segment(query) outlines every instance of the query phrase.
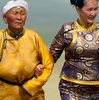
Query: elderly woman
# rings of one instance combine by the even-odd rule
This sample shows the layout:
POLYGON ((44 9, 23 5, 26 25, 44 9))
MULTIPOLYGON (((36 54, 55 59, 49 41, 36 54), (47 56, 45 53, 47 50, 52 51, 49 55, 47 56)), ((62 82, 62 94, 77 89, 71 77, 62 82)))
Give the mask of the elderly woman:
POLYGON ((23 28, 28 13, 25 0, 11 0, 2 8, 8 28, 0 30, 0 100, 44 100, 53 58, 38 34, 23 28), (42 75, 35 67, 42 62, 42 75))
POLYGON ((99 100, 99 23, 97 0, 70 0, 78 18, 62 25, 50 52, 54 62, 65 51, 60 74, 61 100, 99 100))

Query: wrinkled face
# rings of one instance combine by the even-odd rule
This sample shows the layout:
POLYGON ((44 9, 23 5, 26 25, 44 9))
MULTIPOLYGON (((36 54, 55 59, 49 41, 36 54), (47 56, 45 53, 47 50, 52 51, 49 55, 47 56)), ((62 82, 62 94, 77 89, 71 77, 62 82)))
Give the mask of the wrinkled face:
POLYGON ((10 9, 3 19, 9 28, 14 32, 15 30, 22 30, 25 25, 27 13, 23 7, 14 7, 10 9))
POLYGON ((76 10, 85 24, 93 23, 98 14, 98 2, 97 0, 85 0, 85 5, 82 8, 76 7, 76 10))

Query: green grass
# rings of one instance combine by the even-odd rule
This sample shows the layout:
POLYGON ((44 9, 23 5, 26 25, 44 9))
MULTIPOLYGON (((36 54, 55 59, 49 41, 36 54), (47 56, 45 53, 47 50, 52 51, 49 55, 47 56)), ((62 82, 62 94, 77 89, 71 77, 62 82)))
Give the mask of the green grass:
POLYGON ((60 75, 63 63, 64 63, 64 60, 62 56, 54 65, 54 68, 49 80, 43 86, 44 91, 45 91, 45 100, 61 100, 59 90, 58 90, 58 84, 60 80, 59 75, 60 75))

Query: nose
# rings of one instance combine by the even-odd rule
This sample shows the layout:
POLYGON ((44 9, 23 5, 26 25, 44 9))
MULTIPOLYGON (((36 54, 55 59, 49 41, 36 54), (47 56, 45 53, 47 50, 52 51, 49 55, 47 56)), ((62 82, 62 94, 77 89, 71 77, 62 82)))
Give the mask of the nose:
POLYGON ((21 19, 21 15, 20 14, 17 15, 17 19, 21 19))

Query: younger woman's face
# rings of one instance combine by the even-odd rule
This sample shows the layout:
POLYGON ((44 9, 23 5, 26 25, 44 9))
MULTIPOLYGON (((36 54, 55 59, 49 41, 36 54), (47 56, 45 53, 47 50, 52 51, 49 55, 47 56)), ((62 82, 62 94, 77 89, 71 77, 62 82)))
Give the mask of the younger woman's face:
POLYGON ((93 23, 98 14, 98 2, 97 0, 85 0, 84 6, 76 7, 76 10, 85 24, 93 23))

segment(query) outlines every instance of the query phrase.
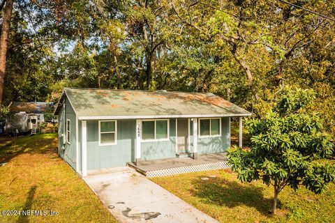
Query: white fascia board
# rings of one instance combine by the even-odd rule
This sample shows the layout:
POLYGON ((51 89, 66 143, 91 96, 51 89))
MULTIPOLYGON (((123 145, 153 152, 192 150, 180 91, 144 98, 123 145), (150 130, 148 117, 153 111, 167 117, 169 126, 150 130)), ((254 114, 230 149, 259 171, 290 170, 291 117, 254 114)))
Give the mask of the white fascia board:
POLYGON ((212 117, 242 117, 250 116, 251 113, 229 114, 180 114, 161 116, 80 116, 79 120, 107 119, 147 119, 147 118, 212 118, 212 117))

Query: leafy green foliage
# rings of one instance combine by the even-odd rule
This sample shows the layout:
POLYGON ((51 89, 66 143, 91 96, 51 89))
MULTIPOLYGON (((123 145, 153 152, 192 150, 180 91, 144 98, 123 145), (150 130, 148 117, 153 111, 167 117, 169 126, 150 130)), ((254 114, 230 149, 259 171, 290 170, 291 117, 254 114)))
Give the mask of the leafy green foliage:
POLYGON ((286 185, 304 185, 320 193, 335 179, 335 167, 320 160, 333 153, 334 144, 323 132, 322 120, 306 109, 315 98, 311 90, 283 89, 272 111, 246 122, 250 151, 234 148, 229 162, 243 182, 260 179, 274 186, 275 197, 286 185))

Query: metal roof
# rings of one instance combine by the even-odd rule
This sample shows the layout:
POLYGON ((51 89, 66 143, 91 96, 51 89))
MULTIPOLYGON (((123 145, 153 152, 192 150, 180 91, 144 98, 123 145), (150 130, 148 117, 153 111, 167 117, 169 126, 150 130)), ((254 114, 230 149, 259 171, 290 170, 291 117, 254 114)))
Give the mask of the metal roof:
MULTIPOLYGON (((79 119, 197 118, 250 116, 248 111, 211 93, 64 89, 79 119)), ((55 109, 58 113, 59 105, 55 109)))
POLYGON ((54 109, 54 104, 44 102, 14 102, 11 107, 12 112, 17 113, 26 112, 27 113, 41 114, 54 109))

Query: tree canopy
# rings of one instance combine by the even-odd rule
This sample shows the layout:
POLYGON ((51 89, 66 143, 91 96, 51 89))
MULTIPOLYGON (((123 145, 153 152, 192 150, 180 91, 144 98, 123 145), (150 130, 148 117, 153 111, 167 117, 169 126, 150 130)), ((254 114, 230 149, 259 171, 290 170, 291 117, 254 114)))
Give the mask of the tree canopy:
POLYGON ((271 111, 260 119, 247 121, 251 150, 235 148, 228 152, 239 180, 261 179, 274 186, 273 213, 285 187, 296 190, 302 185, 318 194, 335 179, 335 166, 322 160, 332 154, 334 144, 321 118, 308 107, 315 98, 311 90, 283 88, 271 111))

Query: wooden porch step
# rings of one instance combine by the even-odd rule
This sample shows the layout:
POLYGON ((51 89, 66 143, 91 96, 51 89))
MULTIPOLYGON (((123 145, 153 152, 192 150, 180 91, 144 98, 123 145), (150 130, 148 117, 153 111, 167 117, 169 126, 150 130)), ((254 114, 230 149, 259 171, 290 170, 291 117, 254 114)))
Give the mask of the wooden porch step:
POLYGON ((187 158, 187 157, 193 157, 193 153, 176 153, 176 157, 177 158, 187 158))

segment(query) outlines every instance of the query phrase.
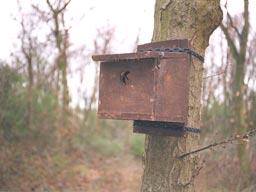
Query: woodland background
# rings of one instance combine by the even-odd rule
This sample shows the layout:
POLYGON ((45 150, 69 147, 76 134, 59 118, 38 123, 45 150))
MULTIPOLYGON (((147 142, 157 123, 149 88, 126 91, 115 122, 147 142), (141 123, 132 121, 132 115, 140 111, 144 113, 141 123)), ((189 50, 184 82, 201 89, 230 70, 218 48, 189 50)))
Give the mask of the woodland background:
MULTIPOLYGON (((93 47, 74 49, 72 1, 31 3, 30 11, 17 1, 21 30, 10 58, 0 61, 0 191, 139 191, 144 135, 133 134, 130 121, 96 116, 99 65, 91 55, 117 52, 115 28, 99 28, 93 47)), ((248 6, 245 0, 244 12, 230 15, 222 4, 224 20, 205 55, 202 146, 256 127, 256 32, 248 6)), ((138 42, 139 35, 130 51, 138 42)), ((203 152, 197 190, 256 191, 255 146, 252 137, 203 152)))

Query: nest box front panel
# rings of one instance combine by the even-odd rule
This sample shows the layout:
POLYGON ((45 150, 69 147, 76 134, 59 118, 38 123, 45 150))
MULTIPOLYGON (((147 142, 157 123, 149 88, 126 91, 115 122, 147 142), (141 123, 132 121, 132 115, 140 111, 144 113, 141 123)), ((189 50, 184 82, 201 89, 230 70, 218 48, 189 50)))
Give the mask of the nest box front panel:
POLYGON ((186 123, 189 56, 176 53, 171 58, 161 59, 155 76, 157 83, 154 120, 186 123))
POLYGON ((102 62, 99 118, 151 119, 155 59, 102 62))
POLYGON ((186 123, 189 62, 184 53, 102 62, 98 116, 186 123))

EXERCISE: Return each line of the records that contains the word "wooden", copied in full.

WRITTEN SOLUTION:
Query: wooden porch step
Give the mask of the wooden porch step:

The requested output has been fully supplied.